* _Trecho do documento_:
^^^^^^^^

MARIA
ALICE DA CRUZ
Entre
os documentos jornalísticos e fotojornalísticos que mais
chocaram o mundo por revelar a situação de miséria de famílias
brasileiras está a foto clássica de autoria de Gordon Parks,
publicada na revista norte-americana Life Magazine em 1961.
Na imagem, Flávio da Silva, um garoto de 12 anos, filho
de um casal de retirantes nordestinos residentes na Favela
da Catacumba, no Rio de Janeiro, aparece fragilizado por
uma enfermidade e sem condições de tratamento. A foto, que
encerra a matéria “Uma família das favelas do Rio – A miséria,
inimiga da liberdade”, feriu o brio da revista O Cruzeiro,
que, tomada pelas dores nacionais, lançou um embate com
a Life, publicando na edição de 7 de outubro de 1961 uma
matéria-resposta sobre uma família porto-riquenha moradora
em um cortiço de Nova York. No título, O Cruzeiro já anunciava
o embate: “Repórter Henri Ballot descobre em Nova York um
novo recorde norte-americano: MISÉRIA” (exatamente em maiúsculas
e em negrito). É desse embate engendrado pela O Cruzeiro
que trata a pesquisa que rendeu, no final de 2010, o Prêmio
Marc Ferrez de Fotografia, da Funarte, ao professor Fernando
de Tacca, do Departamento de Multimeios, Mídia e Comunicação
da Unicamp.

^^^^^^^^

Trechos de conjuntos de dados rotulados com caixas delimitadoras

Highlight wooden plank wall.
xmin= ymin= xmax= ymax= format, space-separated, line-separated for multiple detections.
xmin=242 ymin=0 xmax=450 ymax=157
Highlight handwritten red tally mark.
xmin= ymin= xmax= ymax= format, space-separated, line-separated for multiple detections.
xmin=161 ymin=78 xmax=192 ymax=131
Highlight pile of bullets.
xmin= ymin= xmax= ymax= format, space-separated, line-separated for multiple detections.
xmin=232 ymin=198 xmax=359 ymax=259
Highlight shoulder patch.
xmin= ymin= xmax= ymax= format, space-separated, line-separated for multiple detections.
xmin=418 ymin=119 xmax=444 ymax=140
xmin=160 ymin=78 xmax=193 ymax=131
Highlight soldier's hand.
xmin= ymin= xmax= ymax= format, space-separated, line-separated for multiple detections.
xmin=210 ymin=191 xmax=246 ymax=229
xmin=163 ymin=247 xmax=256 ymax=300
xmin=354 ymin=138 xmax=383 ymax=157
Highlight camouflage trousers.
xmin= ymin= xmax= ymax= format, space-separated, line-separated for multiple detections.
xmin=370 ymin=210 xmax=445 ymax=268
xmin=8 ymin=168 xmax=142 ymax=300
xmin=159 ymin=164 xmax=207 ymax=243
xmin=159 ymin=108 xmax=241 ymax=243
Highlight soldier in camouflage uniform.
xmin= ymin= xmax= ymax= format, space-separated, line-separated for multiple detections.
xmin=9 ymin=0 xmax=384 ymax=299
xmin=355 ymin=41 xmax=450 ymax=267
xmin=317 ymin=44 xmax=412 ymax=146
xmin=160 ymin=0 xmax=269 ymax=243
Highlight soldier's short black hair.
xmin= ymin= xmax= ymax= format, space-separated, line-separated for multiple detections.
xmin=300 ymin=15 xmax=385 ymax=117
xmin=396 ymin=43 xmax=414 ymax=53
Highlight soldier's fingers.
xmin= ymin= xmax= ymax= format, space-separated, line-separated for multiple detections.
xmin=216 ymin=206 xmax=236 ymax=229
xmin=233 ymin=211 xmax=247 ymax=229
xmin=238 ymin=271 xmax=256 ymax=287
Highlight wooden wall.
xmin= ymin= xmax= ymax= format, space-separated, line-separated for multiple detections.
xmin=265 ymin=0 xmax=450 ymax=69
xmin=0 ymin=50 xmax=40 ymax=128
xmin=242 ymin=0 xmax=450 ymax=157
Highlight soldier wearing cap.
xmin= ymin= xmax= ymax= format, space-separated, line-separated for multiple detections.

^^^^^^^^

* _Tarefas_:
[1] Segundo o trecho sobre a foto de Gordon Parks, em que edição a revista O Cruzeiro publicou sua matéria-resposta?
[2] Diga se cada afirmação concorda com o trecho sobre a foto de Gordon Parks: (a) A foto foi publicada na Life Magazine em 1961. (b) A matéria-resposta de O Cruzeiro tratava de uma família mexicana. (c) Fernando de Tacca recebeu o Prêmio Marc Ferrez de Fotografia no final de 2010.

* _Respostas do exercício_:
[1] Na edição de 7 de outubro de 1961.

[2]
(a) Sim: "publicada na revista norte-americana Life Magazine em 1961".
(b) Não: "uma família porto-riquenha moradora em um cortiço de Nova York".
(c) Sim: "rendeu, no final de 2010, o Prêmio Marc Ferrez de Fotografia, da Funarte, ao professor Fernando de Tacca".